Black Cherry

Prunus serotina

by John Brouwer

Black cherry is native to the Maritimes, southern Quebec and Ontario, and eastern United States south to Florida and Texas.

Black cherry fruit looks like a small version of the cultivated sweet cherry. The fruit is small and has a round seed like cherries. Unlike the sweet cherry, black cherry fruit is astringent and bitter. However the fruit is flavourful and has been used as the primary flavouring in liqueurs, soda, and ice cream. Where the flavouring is used in brandies, the tree is known locally as rum cherry. Black cherry flavouring is used as it has a sharper taste than sweet cherry. That flavour sharpness is used to accent dark chocolate in cakes and various drinks.

Similar to the cultivated sweet cherry, black cherry is popular with birds. Birds are the primary agent for seed dispersal as the seed moves through their digestive tract. Seedlings can be readily found under roasting sites – old fencerows, electrical lines, dead trees, etc.

Black cherry, similar to walnut and sugar maple, is a very valuable lumber tree. The lumber is prized for its reddish hue and is used extensively in veneers and furniture. If we were to plant groves of black cherry, walnut and sugar maple on our property we would readily leave over $250,000 (in today's dollars) for harvest by a future generation of Beaver Creekers.

The mature black cherry can be readily identified by its dark scaly bark resembling thick burnt potato chips. Its leaves are long and shiny and a freshly scratched stem gives off an almond-like odour. Black cherry has a life span of some 250 years.

Black cherry is a pioneer species on disturbed ground. It requires full sun so as other Carolinian trees establish themselves in its shade, their shade will eventually out compete black cherry seedlings as these can not develop under shaded conditions.

Butterfly caterpillars thrive on black cherry foliage. Some years trees are defoliated but as long as defoliation doesn't occur for two or three seasons in a row, trees can survive. Generally one heavy caterpillar season results in a huge increase in caterpillar predators ensuring that the trees can recuperate in the next season. This is an example of how ecological diversity ensures that the forest remains a stable system.

Collected data:
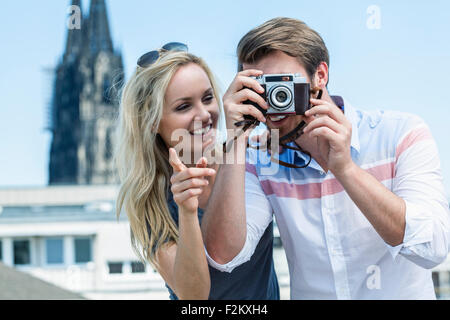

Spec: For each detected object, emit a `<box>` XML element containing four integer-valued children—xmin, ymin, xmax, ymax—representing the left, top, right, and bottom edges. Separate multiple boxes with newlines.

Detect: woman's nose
<box><xmin>196</xmin><ymin>105</ymin><xmax>211</xmax><ymax>122</ymax></box>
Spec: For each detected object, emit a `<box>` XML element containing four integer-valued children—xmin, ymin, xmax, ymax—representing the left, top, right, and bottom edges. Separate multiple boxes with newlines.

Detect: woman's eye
<box><xmin>175</xmin><ymin>103</ymin><xmax>190</xmax><ymax>111</ymax></box>
<box><xmin>203</xmin><ymin>94</ymin><xmax>214</xmax><ymax>103</ymax></box>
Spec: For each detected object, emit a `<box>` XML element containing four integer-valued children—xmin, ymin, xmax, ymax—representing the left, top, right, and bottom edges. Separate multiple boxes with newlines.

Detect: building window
<box><xmin>13</xmin><ymin>240</ymin><xmax>31</xmax><ymax>265</ymax></box>
<box><xmin>75</xmin><ymin>238</ymin><xmax>92</xmax><ymax>263</ymax></box>
<box><xmin>108</xmin><ymin>262</ymin><xmax>123</xmax><ymax>274</ymax></box>
<box><xmin>45</xmin><ymin>238</ymin><xmax>64</xmax><ymax>264</ymax></box>
<box><xmin>131</xmin><ymin>261</ymin><xmax>145</xmax><ymax>273</ymax></box>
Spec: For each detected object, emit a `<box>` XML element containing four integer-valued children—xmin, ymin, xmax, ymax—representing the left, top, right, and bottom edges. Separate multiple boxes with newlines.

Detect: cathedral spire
<box><xmin>64</xmin><ymin>0</ymin><xmax>83</xmax><ymax>62</ymax></box>
<box><xmin>86</xmin><ymin>0</ymin><xmax>114</xmax><ymax>55</ymax></box>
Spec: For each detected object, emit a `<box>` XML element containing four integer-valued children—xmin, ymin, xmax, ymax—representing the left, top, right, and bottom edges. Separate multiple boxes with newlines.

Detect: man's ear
<box><xmin>314</xmin><ymin>61</ymin><xmax>328</xmax><ymax>89</ymax></box>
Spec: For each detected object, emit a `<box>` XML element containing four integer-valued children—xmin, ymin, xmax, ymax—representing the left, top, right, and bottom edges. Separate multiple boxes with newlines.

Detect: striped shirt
<box><xmin>208</xmin><ymin>101</ymin><xmax>450</xmax><ymax>299</ymax></box>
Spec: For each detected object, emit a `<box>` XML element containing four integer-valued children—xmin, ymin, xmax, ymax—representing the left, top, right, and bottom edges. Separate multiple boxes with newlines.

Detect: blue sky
<box><xmin>0</xmin><ymin>0</ymin><xmax>450</xmax><ymax>195</ymax></box>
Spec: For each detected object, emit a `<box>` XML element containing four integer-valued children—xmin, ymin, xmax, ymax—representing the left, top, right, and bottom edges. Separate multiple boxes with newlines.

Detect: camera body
<box><xmin>244</xmin><ymin>73</ymin><xmax>310</xmax><ymax>115</ymax></box>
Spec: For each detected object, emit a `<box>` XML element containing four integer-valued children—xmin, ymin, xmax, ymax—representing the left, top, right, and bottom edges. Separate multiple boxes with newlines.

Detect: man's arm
<box><xmin>305</xmin><ymin>99</ymin><xmax>450</xmax><ymax>268</ymax></box>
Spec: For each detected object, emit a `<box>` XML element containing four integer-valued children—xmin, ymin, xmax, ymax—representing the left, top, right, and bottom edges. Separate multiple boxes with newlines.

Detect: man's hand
<box><xmin>223</xmin><ymin>69</ymin><xmax>269</xmax><ymax>129</ymax></box>
<box><xmin>304</xmin><ymin>99</ymin><xmax>353</xmax><ymax>176</ymax></box>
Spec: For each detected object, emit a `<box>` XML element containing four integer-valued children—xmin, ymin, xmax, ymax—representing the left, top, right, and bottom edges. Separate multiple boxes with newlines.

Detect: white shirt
<box><xmin>207</xmin><ymin>102</ymin><xmax>450</xmax><ymax>299</ymax></box>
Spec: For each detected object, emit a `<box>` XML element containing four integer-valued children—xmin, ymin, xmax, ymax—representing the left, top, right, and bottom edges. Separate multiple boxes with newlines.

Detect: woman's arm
<box><xmin>157</xmin><ymin>210</ymin><xmax>211</xmax><ymax>300</ymax></box>
<box><xmin>157</xmin><ymin>149</ymin><xmax>215</xmax><ymax>300</ymax></box>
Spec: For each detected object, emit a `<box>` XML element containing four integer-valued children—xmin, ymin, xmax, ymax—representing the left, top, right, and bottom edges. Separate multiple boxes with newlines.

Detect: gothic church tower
<box><xmin>49</xmin><ymin>0</ymin><xmax>124</xmax><ymax>185</ymax></box>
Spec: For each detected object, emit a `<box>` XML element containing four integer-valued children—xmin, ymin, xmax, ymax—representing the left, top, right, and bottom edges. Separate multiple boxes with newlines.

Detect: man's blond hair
<box><xmin>237</xmin><ymin>18</ymin><xmax>330</xmax><ymax>80</ymax></box>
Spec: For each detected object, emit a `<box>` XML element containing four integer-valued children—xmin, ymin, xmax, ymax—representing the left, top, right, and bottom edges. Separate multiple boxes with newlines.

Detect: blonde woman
<box><xmin>116</xmin><ymin>43</ymin><xmax>279</xmax><ymax>299</ymax></box>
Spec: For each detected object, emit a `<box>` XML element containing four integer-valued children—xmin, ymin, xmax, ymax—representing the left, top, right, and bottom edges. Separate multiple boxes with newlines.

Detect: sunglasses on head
<box><xmin>137</xmin><ymin>42</ymin><xmax>188</xmax><ymax>68</ymax></box>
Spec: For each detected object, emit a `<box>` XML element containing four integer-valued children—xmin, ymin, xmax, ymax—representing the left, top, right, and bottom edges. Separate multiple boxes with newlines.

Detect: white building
<box><xmin>0</xmin><ymin>185</ymin><xmax>169</xmax><ymax>299</ymax></box>
<box><xmin>0</xmin><ymin>185</ymin><xmax>450</xmax><ymax>299</ymax></box>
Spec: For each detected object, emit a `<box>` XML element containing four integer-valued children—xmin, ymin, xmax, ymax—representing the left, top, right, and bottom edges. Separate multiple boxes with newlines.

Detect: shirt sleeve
<box><xmin>205</xmin><ymin>163</ymin><xmax>272</xmax><ymax>272</ymax></box>
<box><xmin>388</xmin><ymin>122</ymin><xmax>450</xmax><ymax>269</ymax></box>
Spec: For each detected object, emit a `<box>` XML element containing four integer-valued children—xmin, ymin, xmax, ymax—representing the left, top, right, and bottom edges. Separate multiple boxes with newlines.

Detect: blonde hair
<box><xmin>237</xmin><ymin>18</ymin><xmax>330</xmax><ymax>79</ymax></box>
<box><xmin>115</xmin><ymin>51</ymin><xmax>221</xmax><ymax>267</ymax></box>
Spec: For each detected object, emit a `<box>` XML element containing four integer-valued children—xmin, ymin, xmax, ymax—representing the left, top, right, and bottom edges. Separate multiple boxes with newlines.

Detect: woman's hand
<box><xmin>223</xmin><ymin>69</ymin><xmax>269</xmax><ymax>129</ymax></box>
<box><xmin>169</xmin><ymin>148</ymin><xmax>216</xmax><ymax>215</ymax></box>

Questions on the material:
1. Reproduce the passage of the black cherry text starting at "Similar to the" and ending at "dead trees, etc.", swapping "digestive tract" for "digestive system".
2. Extend the black cherry text with the sentences that follow its final one.

Answers to each task:
1.
Similar to the cultivated sweet cherry, black cherry is popular with birds. Birds are the primary agent for seed dispersal as the seed moves through their digestive system. Seedlings can be readily found under roasting sites – old fencerows, electrical lines, dead trees, etc.

2.
Although caterpillars and birds thrive on black cherry, wilted black cherry leaves release cyanide compounds. These compounds can be deadly when consumed in quantity by mammals so astute farmers will remove cherry trees from the fencerows around pastures as cattle, horses, and pigs can succumb to cyanide poisoning.

In an imperialist reversal, black cherry was introduced from North America into central Europe in the mid 20th century. Black cherry is now naturalized in Europe as it escaped from ornamental cultivation and now negatively impacts forest community diversity and regeneration. In North America, a soil-borne pathogen keeps black cherry in check but this pathogen is absent in Europe. If European landscapers had been satisfied with native selections instead of importing species from the colonies, they wouldn't have given the colonies this chance to bite-back.

Traditionally the bark of the wild black cherry was used in syrup to cure chronic dry and prickly coughs. It was a listed remedy in treating asthma and whooping cough. Because of its caustic nature it was also used to relieve indigestion and irritable bowel syndrome.

We should plant a couple of black cherries in the co-op. However, these shouldn't be planted in lawns or adjacent to driveways as the dropping fruit gets very messy in August and September and will stain cars, walkways, and clothes.